* [Data to process]
Segment Open
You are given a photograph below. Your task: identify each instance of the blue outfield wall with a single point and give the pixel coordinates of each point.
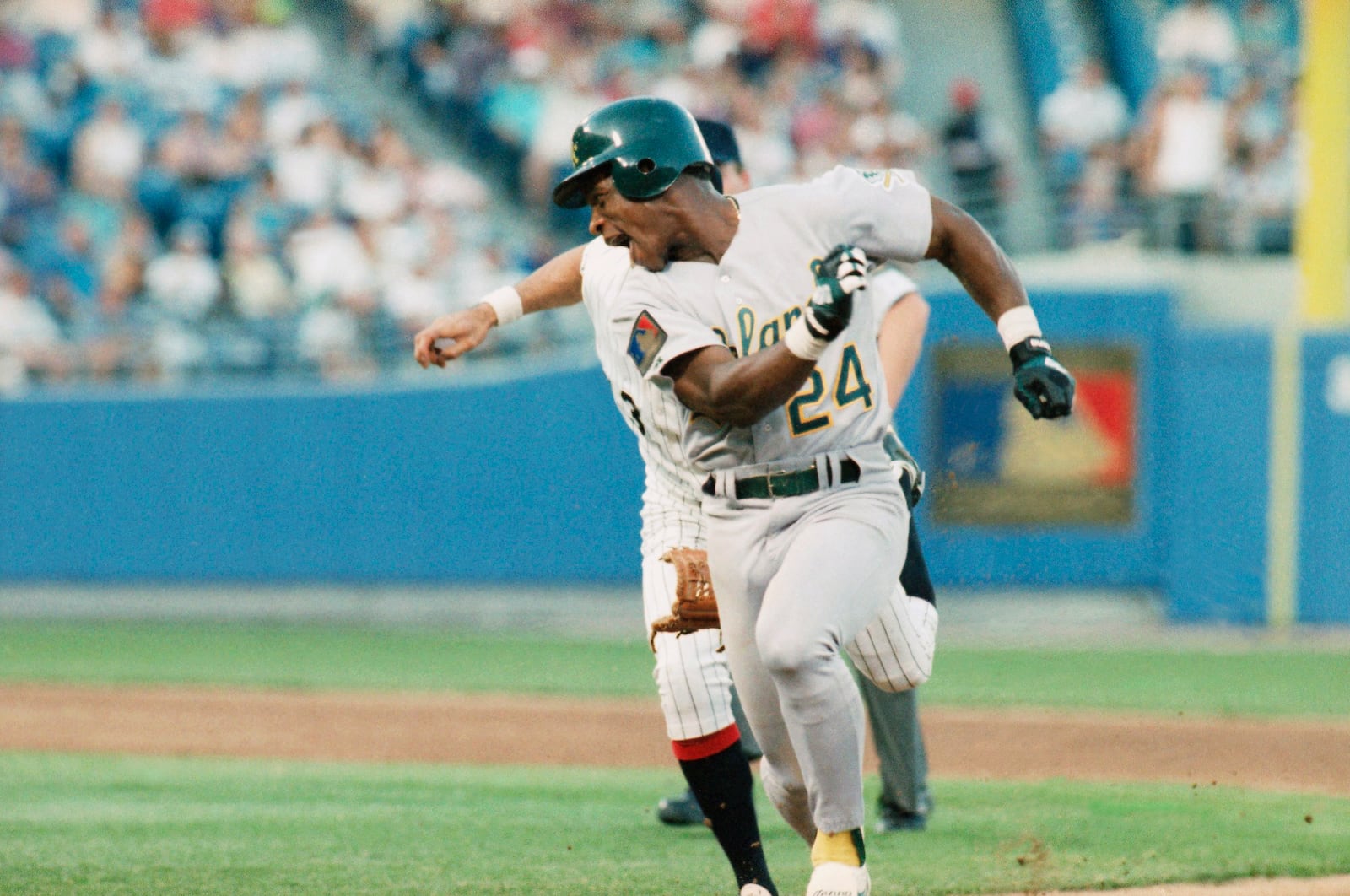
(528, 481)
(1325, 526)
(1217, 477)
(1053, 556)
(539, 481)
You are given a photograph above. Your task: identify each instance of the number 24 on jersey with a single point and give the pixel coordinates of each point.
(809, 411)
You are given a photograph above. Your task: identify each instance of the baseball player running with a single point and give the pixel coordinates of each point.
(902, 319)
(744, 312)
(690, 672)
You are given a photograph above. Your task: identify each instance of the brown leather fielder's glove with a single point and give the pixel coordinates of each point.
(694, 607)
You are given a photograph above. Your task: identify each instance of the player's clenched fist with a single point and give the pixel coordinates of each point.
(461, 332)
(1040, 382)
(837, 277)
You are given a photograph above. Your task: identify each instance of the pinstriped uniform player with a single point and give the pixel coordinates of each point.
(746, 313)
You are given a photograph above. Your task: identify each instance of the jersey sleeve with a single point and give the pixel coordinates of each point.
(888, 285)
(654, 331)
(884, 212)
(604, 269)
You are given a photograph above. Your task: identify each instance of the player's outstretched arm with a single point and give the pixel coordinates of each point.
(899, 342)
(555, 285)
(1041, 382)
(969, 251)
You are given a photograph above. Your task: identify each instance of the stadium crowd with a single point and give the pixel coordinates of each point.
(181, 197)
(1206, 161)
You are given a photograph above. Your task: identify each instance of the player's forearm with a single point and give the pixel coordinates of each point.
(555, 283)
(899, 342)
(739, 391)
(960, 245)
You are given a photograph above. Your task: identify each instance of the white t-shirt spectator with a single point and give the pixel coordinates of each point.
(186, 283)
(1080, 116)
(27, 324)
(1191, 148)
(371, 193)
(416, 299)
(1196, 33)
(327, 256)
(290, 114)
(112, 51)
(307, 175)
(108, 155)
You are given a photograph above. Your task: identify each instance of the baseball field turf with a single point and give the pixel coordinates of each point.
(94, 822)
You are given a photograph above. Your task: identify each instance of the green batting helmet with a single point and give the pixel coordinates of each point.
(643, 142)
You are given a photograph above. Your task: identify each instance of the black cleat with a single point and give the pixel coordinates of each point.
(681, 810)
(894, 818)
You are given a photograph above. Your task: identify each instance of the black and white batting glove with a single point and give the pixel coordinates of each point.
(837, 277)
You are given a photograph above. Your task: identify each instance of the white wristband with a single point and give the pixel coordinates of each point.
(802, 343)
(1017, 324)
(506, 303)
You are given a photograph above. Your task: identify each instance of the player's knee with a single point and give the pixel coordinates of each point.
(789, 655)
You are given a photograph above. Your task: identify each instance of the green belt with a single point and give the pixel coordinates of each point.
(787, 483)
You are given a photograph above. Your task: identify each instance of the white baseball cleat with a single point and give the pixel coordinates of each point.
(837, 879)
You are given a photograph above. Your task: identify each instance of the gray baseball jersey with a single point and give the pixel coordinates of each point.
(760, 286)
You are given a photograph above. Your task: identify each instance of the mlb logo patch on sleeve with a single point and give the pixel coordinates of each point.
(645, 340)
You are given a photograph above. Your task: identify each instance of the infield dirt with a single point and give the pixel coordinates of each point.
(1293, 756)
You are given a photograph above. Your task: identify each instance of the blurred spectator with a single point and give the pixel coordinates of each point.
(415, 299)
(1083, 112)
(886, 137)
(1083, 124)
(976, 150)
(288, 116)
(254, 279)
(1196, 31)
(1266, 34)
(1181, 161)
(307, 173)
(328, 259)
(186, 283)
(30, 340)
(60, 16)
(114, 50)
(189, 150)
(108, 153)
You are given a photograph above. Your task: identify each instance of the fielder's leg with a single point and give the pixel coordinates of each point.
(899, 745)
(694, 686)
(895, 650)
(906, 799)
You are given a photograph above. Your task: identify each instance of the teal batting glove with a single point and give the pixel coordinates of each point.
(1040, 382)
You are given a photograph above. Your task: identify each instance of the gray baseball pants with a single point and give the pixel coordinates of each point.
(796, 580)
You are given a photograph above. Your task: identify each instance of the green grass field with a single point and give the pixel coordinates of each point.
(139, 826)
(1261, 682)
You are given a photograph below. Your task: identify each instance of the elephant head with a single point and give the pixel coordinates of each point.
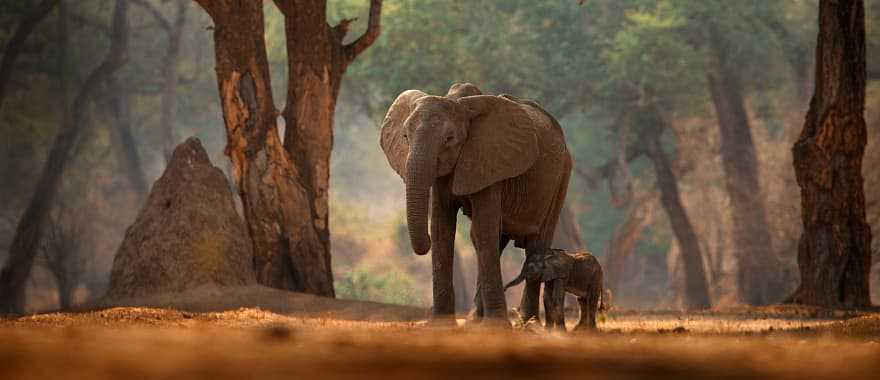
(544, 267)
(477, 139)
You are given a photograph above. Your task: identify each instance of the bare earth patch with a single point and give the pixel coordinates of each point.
Segment Closed
Exactly as written, give every entry again, but not the pictures.

You are given a photograph below. Your task: identify each instance of the blue outfield wall with a single point and give the pixel coordinates of each point.
(528, 481)
(1325, 526)
(1217, 477)
(1053, 556)
(539, 481)
You are given a photograph above. Your task: identify each instance of the number 24 on jersey with a single point and give the pixel coordinates of each point.
(809, 411)
You are given a photograph above. Your task: identify each instance of the baseball player running with a single point and give the pixel coordinates of each point.
(902, 319)
(744, 312)
(690, 672)
You are given a photograph above. Your task: identify each instance of the brown leather fielder's glove with a single point and give the pixel coordinates of each point.
(694, 607)
You are given a photograph above. Your task: identify each instance of the player's clenched fist with a single point and give the pixel coordinates of each point.
(461, 332)
(1040, 382)
(837, 277)
You are given a photograph above. Your task: identify each instance of the pinstriped uniform player with a single point and give the pixel coordinates of each point.
(746, 313)
You are given a photograph above. Your task: identify each instance of the jersey sleeve with a single point and give the pixel coordinates of each point.
(888, 285)
(654, 331)
(884, 212)
(604, 269)
You are given a photograph above. Your task: identify each instance of the player's outstretched arm with a single point and give the pixel coordinates of each point.
(899, 342)
(555, 285)
(1041, 382)
(969, 251)
You are given a photograph above. Your task: identify each instance of the stadium crowd with a single point and give the pixel coordinates of each point.
(181, 197)
(1206, 161)
You are given a photograph above. Your task: identify each instance of the player's forearm with a single point and give the pixel coordinates of each point.
(555, 283)
(899, 342)
(739, 391)
(960, 245)
You are given a photograph above. Your task: identify each instance of the white t-shirt spectator with a single point and give the pixel coordinates of each point.
(186, 283)
(1080, 116)
(27, 324)
(1191, 148)
(371, 193)
(416, 299)
(1196, 33)
(327, 256)
(290, 114)
(112, 51)
(307, 175)
(108, 155)
You are given a photograph above. Your task: identify each instance of the baseball field turf with a single point and give the pixel coordinates of each point.
(94, 822)
You are given a photograph above. Your task: identify each instance of the green batting helmet with a single point and give the pixel coordinates of each point.
(643, 142)
You are given a photograph above. Your task: identify each instance of the black cleat with a single point and give the pixel coordinates of each point.
(681, 810)
(894, 818)
You are given a photograph above. Your task: identify each instance of the black and white batting glove with a single point and give the pixel coordinates of each point.
(837, 277)
You are given a photograph above. Your task: identify each instance of the white wristband with a single point and give the pixel coordinates of each point.
(802, 343)
(1017, 324)
(506, 303)
You are given a photograph above. Your task: identify each instance of the player's knee with a single point and give the pixel coordinates of each point.
(789, 655)
You are given a photograph above. Your task: identify each instance of the green belt with a single point and give the pixel coordinates of each point.
(787, 483)
You are given a photograph above. Your task: identify each instance of the white baseball cleat with a single point and give the pixel coordinates of each point.
(837, 879)
You are given a photograph above. Your task: identify each instance of the gray baseball jersey with a single point and give the pixel coordinates of each point.
(760, 286)
You are given a photograph above. Your task: identify each instance of the mlb logo patch on sleeve with a single point and give the pixel coordinates of each point.
(645, 340)
You are given a photograph above. Your task: identify each instance of the infield dirt with a single point and give the pixel coordinates of each point.
(1293, 756)
You are given a photograph above. Your task: identify each instance of the blurred spectator with a single point and give the pixel coordinates of each point.
(415, 299)
(1083, 112)
(886, 137)
(1083, 124)
(976, 150)
(288, 116)
(254, 279)
(1196, 31)
(1266, 34)
(1181, 161)
(307, 173)
(328, 259)
(186, 283)
(30, 340)
(60, 16)
(114, 50)
(189, 150)
(108, 153)
You are given a photograph above. Your task: identify each instance of the fielder's leg with a single point and give the pixel coordinates of each point.
(899, 745)
(694, 686)
(895, 650)
(906, 799)
You are given a photograph above. Your task: identify each instance of the teal batting glove with a single point and give the pixel coordinates of each point.
(1040, 382)
You are given a photograph above. Your task: identify each instance of the gray baseball pants with a single point and give the pixel coordinates of each point.
(796, 580)
You are given a photograph above. Your task: identify each instance of the green grass field with a single point and give the pixel coordinates of each point.
(139, 826)
(1261, 682)
You are given a photograph below. Your task: identify each instance of the elephant head with a single point and give the pixel coordinates of each point.
(544, 267)
(477, 139)
You are given a photograph above. Your task: identify each instance of the bare earth patch with a single point and give the pixel coordinates of each point.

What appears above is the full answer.